(Problem) The response must contain the complete data, printed exactly.

(Supplied material)
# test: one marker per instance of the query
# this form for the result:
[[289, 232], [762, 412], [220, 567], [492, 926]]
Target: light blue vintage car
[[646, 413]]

(Answer for the task)
# test: one marker per instance of the query
# this form for the result:
[[289, 232], [762, 412], [220, 567], [492, 926]]
Target: light blue vintage car
[[646, 413]]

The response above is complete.